#### Task to complete:
Extract exactly and only the lines of the data below, starting at the line with "Could you point to the mint" and stopping after the final line.

* Start Exercise material *

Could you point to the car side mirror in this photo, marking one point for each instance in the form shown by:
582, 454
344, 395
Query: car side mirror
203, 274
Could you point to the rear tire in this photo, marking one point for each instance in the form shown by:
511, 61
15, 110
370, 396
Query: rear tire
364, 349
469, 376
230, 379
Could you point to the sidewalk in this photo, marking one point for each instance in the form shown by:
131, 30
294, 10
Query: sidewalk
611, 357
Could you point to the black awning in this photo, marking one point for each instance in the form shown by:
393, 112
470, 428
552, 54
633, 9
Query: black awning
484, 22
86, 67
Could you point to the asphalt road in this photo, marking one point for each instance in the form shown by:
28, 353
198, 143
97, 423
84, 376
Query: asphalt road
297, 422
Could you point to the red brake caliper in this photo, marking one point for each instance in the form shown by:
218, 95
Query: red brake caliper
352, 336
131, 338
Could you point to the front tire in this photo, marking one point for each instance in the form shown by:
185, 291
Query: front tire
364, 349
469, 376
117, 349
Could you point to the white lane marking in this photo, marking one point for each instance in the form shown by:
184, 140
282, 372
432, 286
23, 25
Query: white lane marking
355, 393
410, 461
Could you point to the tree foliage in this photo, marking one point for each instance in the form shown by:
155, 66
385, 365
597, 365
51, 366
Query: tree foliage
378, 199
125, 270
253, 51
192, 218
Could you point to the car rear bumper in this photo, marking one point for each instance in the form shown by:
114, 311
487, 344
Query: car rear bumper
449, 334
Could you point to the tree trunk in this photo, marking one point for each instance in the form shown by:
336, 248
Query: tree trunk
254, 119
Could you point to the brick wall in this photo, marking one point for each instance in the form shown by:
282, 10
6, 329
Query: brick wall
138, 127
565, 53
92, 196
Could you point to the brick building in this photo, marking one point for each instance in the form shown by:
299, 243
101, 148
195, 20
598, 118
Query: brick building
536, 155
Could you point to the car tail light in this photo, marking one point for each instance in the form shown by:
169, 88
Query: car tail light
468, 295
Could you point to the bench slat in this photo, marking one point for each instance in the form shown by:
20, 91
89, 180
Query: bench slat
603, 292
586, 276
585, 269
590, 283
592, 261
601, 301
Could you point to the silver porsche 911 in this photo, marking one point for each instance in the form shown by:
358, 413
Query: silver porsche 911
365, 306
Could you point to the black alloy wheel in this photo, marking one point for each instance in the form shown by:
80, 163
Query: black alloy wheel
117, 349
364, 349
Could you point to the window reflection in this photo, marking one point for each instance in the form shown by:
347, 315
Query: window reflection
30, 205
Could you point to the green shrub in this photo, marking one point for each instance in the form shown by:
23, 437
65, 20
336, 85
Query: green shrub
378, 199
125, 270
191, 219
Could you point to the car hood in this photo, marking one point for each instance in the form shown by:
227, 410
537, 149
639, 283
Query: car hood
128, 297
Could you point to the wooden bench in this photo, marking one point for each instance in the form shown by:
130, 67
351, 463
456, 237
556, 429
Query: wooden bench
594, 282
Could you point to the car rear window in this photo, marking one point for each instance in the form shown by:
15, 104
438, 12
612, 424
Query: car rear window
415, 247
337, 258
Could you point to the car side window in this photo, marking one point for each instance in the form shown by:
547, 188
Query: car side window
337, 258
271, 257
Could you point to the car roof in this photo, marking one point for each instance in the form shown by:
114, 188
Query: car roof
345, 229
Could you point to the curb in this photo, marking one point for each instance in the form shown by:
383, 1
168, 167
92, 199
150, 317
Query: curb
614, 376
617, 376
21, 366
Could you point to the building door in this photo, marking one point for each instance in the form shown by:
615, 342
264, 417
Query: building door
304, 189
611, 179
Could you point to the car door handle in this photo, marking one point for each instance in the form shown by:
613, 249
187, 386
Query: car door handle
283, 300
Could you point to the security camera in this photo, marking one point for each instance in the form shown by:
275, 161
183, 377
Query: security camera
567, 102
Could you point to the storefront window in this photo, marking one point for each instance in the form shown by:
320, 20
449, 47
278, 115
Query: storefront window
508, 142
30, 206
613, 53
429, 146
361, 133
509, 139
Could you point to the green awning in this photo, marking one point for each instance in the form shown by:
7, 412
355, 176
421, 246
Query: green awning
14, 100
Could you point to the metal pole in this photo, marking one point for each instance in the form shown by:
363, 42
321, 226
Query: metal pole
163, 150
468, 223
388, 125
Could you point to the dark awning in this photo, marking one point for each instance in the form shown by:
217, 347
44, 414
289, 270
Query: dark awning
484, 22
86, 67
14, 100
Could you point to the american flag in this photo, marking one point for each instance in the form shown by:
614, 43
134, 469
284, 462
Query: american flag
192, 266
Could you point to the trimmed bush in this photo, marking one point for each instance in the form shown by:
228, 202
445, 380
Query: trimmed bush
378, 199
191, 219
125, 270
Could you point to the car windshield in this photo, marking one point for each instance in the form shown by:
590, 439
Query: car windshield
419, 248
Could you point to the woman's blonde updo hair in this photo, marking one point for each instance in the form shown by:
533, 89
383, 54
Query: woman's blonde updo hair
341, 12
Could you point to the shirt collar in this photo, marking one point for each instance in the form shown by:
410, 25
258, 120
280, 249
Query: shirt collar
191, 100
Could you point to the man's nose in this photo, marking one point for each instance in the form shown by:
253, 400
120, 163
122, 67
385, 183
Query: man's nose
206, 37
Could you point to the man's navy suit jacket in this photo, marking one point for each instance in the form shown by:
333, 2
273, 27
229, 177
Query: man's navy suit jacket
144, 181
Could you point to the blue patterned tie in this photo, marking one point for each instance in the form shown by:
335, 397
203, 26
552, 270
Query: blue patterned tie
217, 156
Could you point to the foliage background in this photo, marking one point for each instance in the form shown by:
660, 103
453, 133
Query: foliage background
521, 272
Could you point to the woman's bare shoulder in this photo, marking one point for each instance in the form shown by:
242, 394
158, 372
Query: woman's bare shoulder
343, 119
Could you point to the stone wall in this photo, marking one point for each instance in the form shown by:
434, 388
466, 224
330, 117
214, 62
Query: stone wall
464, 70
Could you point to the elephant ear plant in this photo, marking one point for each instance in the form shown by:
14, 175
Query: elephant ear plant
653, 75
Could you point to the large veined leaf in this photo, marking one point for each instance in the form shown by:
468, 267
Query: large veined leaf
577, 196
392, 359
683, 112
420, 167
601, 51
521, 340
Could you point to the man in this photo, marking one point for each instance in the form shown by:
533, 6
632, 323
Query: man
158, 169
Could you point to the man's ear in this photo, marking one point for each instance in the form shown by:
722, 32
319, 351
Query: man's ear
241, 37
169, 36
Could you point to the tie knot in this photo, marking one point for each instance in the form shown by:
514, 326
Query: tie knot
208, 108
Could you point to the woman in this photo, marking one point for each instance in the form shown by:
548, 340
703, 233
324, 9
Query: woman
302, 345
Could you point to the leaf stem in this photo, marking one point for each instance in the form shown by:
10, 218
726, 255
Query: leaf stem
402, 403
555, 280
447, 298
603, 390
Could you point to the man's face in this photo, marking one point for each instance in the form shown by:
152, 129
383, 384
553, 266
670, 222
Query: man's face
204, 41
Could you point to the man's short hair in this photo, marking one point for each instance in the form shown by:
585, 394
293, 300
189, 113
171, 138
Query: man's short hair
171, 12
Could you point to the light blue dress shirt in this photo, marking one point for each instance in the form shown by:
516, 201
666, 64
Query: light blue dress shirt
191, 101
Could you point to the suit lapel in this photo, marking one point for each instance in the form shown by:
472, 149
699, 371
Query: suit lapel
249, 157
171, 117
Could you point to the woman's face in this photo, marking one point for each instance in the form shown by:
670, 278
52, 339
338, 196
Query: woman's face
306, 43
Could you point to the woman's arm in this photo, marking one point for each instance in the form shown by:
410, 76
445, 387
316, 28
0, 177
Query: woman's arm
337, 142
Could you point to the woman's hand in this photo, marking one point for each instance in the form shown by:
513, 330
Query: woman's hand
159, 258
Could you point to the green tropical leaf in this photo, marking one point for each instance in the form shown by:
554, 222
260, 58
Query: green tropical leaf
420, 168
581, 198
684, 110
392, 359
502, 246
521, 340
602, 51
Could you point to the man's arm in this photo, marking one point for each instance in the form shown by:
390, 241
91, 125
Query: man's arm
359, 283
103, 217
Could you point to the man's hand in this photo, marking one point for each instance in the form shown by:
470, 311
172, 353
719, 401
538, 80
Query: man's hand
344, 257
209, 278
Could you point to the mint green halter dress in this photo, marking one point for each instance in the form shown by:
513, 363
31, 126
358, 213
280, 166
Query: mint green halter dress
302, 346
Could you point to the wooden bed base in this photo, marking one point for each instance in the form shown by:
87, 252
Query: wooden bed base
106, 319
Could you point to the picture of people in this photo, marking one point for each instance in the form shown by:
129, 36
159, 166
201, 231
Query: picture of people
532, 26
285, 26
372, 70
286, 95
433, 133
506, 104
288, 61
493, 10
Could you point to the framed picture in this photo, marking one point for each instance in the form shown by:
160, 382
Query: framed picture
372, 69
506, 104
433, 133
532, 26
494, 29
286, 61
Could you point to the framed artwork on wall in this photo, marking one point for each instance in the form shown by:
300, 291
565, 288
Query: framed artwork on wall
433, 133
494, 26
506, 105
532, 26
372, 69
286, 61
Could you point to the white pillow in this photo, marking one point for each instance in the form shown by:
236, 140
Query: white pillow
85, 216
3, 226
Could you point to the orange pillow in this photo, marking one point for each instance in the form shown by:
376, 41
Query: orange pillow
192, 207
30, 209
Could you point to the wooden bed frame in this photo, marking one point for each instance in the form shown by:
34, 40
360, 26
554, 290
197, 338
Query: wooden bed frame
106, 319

* End Exercise material *

#### Finished task:
Could you point to the mint green halter dress in this photo, marking one point for each instance in the form shown by:
513, 363
31, 126
358, 213
280, 166
Query: mint green halter dress
302, 346
Could you point to the wooden bed base in this photo, marking one point for each instance in the form shown by:
87, 252
Query: wooden bed base
106, 319
Could you point to the picture of people in this photo, marking one point for each instance in the form shown by:
129, 36
159, 166
201, 231
Query: picture of people
532, 26
285, 26
372, 70
286, 95
433, 133
506, 104
288, 61
493, 10
Could you point to the framed picture in this photo, marking one point for each instance in the form shown by:
160, 382
Query: framed picture
372, 69
506, 104
433, 133
532, 26
494, 29
286, 61
Could you point to the framed artwork on wall in this photo, marking one point for each instance in the form shown by:
300, 291
565, 288
Query: framed artwork on wall
433, 133
494, 26
506, 105
532, 26
372, 69
286, 61
Could you point to the white pillow in this photo, marking one point for each instance in the form shown by:
236, 140
Query: white pillow
85, 216
3, 226
Could you point to the orange pillow in this photo, marking one point for each instance in the form shown by:
376, 41
Query: orange pillow
192, 207
30, 209
Could you point to the wooden bed frame in this photo, marking one point for each instance in the form shown by:
34, 40
360, 26
554, 290
197, 338
Query: wooden bed frame
106, 319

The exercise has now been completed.